Convert the rows below into a two-column CSV with the header text,answer and one line for each row. Put the row's text in the first field and its answer in the second, quote each field, and replace line breaks inside a field with spaces.
((
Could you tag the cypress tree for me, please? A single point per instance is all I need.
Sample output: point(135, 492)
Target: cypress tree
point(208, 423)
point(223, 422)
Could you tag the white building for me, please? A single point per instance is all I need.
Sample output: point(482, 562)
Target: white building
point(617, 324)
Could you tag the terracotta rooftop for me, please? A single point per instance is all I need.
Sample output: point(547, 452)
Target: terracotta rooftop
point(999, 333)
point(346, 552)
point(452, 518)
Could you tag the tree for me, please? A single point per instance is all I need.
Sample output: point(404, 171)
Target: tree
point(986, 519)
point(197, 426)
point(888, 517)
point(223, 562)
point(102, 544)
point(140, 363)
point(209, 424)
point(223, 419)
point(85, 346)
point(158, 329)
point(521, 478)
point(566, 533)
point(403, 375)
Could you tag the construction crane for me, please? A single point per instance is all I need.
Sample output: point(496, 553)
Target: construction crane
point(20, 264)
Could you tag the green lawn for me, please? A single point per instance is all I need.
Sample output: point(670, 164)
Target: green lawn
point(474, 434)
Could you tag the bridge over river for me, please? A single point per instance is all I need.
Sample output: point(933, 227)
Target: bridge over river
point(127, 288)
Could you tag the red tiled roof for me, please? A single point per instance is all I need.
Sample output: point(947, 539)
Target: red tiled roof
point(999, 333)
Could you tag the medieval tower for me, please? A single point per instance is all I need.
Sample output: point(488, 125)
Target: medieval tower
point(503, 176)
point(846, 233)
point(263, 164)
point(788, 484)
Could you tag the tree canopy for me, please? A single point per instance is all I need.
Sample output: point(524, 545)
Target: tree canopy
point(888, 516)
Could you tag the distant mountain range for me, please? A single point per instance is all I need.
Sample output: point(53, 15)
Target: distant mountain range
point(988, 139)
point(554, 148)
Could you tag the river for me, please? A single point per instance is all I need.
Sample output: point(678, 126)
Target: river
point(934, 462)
))
◆ Worked answer:
text,answer
"Could you tag the cypress tree for me, please? A single point per instance is all I need. Sample output: point(135, 492) Target: cypress tree","point(208, 423) point(223, 422)"
"Could you tag the white building for me, please? A single point per instance is all I need. Sample output: point(482, 562) Target: white building","point(617, 324)"
"Could you tag the terracotta rooftop for me, please? A single point per instance is all I need. Sample output: point(547, 452) Target: terracotta rooftop","point(999, 333) point(346, 552) point(452, 518)"
"Could you tag the tree for me, please? A single point per instance is all I need. Sample output: point(404, 171) Target: tree","point(986, 519) point(197, 426) point(888, 517) point(223, 562) point(102, 544) point(140, 363) point(209, 424) point(223, 419) point(85, 346) point(158, 329) point(521, 478) point(566, 533) point(403, 375)"
"Could you tag the construction crane for me, please? A single point per instance is all I need. Sample output: point(496, 553) Target: construction crane","point(20, 264)"
"Could you tag the green lawn for me, please? A single point per instance is all I need. Sample output: point(670, 164) Target: green lawn","point(474, 434)"
"Could you tag the bridge over river for me, please? A single point per instance is all I need. Sample output: point(933, 227) Target: bridge over river","point(127, 288)"
"Could you tag the red tiled roof for me, please? A single point per instance is all I need. Sample output: point(947, 539) Target: red tiled roof","point(999, 333)"
"Could you tag the medieval tower for me, please? A single point per instance is all I need. Sample output: point(488, 125) Target: medieval tower","point(503, 176) point(846, 233) point(263, 164) point(788, 484)"
"Could you tag the tree canopy for me, please? A single point per instance is all I need. Sample output: point(524, 545) Target: tree canopy","point(888, 516)"
"Could you tag the distant mountain range for me, please? A single point per instance is all I need. Sample output: point(53, 15) Target: distant mountain range","point(988, 139) point(554, 148)"
"Could you tag the river for me, please? A single point per instance is all I need. Sample output: point(678, 126) Target: river","point(934, 462)"